The task: Show every line of the material below that contains the string "bicycle", copying each one in full. Case counts.

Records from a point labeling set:
::::::::

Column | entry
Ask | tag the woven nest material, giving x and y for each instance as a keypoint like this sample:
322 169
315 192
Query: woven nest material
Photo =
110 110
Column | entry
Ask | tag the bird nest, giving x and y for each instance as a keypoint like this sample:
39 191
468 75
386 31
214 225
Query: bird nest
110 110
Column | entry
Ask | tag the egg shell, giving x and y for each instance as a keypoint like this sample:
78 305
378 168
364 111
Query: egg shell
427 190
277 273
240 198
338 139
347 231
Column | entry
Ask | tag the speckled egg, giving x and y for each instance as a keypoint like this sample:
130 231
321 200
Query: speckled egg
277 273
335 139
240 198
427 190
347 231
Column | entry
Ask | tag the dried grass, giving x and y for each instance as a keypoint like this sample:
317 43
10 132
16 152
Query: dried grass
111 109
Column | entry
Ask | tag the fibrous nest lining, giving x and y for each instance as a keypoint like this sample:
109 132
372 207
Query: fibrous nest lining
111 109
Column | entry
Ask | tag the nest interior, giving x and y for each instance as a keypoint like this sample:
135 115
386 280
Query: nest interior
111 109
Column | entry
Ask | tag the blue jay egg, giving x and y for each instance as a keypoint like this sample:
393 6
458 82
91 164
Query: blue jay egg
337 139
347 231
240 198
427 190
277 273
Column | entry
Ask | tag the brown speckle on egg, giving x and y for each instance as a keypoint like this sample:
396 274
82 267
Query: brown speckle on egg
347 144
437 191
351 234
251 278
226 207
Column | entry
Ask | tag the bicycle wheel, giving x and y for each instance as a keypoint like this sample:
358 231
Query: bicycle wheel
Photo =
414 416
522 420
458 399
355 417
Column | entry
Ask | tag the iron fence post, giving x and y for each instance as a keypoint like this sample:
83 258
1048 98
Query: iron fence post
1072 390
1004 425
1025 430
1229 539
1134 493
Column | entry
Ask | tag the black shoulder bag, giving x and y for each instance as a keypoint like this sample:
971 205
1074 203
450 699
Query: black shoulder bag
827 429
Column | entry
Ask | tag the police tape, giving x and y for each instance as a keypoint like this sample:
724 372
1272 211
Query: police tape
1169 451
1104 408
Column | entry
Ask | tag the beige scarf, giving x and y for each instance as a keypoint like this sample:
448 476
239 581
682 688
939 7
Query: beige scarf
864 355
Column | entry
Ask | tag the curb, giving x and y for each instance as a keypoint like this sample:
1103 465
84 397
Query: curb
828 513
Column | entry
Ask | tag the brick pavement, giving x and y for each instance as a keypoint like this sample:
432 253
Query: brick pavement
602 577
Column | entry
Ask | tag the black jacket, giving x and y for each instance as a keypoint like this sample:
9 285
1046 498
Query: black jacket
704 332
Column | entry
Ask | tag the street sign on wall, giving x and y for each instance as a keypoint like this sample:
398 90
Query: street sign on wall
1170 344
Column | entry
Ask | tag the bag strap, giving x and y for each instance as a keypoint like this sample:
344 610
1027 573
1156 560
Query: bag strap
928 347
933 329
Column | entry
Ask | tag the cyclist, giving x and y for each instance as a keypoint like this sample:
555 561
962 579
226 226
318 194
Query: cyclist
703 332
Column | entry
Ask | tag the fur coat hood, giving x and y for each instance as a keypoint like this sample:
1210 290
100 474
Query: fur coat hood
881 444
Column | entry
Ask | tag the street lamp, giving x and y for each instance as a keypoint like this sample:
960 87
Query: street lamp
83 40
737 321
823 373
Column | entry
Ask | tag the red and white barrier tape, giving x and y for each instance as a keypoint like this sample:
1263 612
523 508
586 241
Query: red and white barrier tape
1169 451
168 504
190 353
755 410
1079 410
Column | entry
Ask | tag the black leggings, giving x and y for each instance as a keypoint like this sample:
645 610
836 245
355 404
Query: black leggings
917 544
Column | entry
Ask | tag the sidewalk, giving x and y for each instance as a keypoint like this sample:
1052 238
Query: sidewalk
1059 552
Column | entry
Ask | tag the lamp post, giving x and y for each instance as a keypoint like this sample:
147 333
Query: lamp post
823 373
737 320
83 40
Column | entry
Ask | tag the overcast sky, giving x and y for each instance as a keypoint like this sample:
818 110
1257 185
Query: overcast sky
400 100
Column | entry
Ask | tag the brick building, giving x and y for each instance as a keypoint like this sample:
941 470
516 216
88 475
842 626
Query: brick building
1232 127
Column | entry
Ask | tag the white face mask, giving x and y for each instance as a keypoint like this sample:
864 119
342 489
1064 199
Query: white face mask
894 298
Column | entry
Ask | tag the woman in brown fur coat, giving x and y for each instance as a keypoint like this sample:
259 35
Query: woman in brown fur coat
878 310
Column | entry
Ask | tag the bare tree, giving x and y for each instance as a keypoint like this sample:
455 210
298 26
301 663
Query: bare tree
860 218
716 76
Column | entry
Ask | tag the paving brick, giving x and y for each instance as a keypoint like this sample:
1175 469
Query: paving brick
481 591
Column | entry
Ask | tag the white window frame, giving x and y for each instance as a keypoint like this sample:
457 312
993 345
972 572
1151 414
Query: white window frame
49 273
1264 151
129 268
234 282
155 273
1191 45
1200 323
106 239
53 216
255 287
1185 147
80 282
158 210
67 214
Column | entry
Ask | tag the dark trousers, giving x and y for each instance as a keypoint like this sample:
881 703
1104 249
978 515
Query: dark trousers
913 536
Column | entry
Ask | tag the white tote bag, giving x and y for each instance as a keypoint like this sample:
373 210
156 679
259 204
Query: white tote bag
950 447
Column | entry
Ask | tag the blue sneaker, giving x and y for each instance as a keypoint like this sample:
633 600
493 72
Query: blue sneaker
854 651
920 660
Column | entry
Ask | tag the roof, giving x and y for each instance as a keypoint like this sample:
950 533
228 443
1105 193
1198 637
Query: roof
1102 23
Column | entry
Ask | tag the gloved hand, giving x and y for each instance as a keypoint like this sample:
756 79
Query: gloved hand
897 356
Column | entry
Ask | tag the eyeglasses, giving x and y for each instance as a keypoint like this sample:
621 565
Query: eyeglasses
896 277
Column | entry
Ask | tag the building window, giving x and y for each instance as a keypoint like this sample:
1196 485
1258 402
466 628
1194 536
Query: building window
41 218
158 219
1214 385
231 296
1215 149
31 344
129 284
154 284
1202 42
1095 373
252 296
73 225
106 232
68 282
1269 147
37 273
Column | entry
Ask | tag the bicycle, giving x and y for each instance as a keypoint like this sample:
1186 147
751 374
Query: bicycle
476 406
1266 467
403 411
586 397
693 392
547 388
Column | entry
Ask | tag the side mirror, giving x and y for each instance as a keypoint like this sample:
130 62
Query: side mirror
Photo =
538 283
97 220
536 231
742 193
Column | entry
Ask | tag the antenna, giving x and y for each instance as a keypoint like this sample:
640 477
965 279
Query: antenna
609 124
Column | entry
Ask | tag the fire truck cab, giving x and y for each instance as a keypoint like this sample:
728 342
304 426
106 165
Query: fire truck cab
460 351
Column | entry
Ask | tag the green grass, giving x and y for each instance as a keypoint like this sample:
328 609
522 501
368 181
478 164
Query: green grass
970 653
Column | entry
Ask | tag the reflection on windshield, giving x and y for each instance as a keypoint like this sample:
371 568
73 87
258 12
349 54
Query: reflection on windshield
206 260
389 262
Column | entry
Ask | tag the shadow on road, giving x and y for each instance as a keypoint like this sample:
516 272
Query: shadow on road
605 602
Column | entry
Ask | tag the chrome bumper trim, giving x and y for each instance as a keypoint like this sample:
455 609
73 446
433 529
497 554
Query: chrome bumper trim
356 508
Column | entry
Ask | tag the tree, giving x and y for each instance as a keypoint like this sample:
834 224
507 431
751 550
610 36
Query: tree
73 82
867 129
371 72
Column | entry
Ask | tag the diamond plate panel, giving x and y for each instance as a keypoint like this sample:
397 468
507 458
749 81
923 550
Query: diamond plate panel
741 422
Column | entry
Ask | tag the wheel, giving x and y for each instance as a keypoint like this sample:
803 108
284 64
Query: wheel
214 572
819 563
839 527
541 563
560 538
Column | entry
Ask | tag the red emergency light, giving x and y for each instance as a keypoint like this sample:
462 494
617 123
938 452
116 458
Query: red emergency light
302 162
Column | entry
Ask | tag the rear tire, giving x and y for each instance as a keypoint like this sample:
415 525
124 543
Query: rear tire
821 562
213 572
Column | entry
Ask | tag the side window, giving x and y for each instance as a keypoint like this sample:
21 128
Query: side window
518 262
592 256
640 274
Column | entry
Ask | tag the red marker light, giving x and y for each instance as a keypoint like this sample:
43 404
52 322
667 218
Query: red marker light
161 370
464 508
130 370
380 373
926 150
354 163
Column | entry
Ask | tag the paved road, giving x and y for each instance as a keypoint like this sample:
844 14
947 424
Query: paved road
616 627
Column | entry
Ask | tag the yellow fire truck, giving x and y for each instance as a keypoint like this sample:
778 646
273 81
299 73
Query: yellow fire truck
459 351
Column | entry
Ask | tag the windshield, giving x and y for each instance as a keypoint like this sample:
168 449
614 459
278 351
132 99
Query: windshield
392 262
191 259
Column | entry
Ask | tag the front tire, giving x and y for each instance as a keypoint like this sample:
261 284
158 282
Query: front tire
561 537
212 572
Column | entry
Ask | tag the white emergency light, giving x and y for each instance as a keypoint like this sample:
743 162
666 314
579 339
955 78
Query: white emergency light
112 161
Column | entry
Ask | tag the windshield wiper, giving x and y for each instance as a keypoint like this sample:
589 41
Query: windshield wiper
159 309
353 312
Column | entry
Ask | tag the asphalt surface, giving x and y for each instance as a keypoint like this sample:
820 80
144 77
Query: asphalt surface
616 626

::::::::

Solution to this problem:
Ask | tag the bicycle wheel, giving x and y for each instance as a keypoint like this sample:
Query: bicycle wheel
Ask | tag the bicycle, giving x and y for each instance as a keypoint like this sample:
Query: bicycle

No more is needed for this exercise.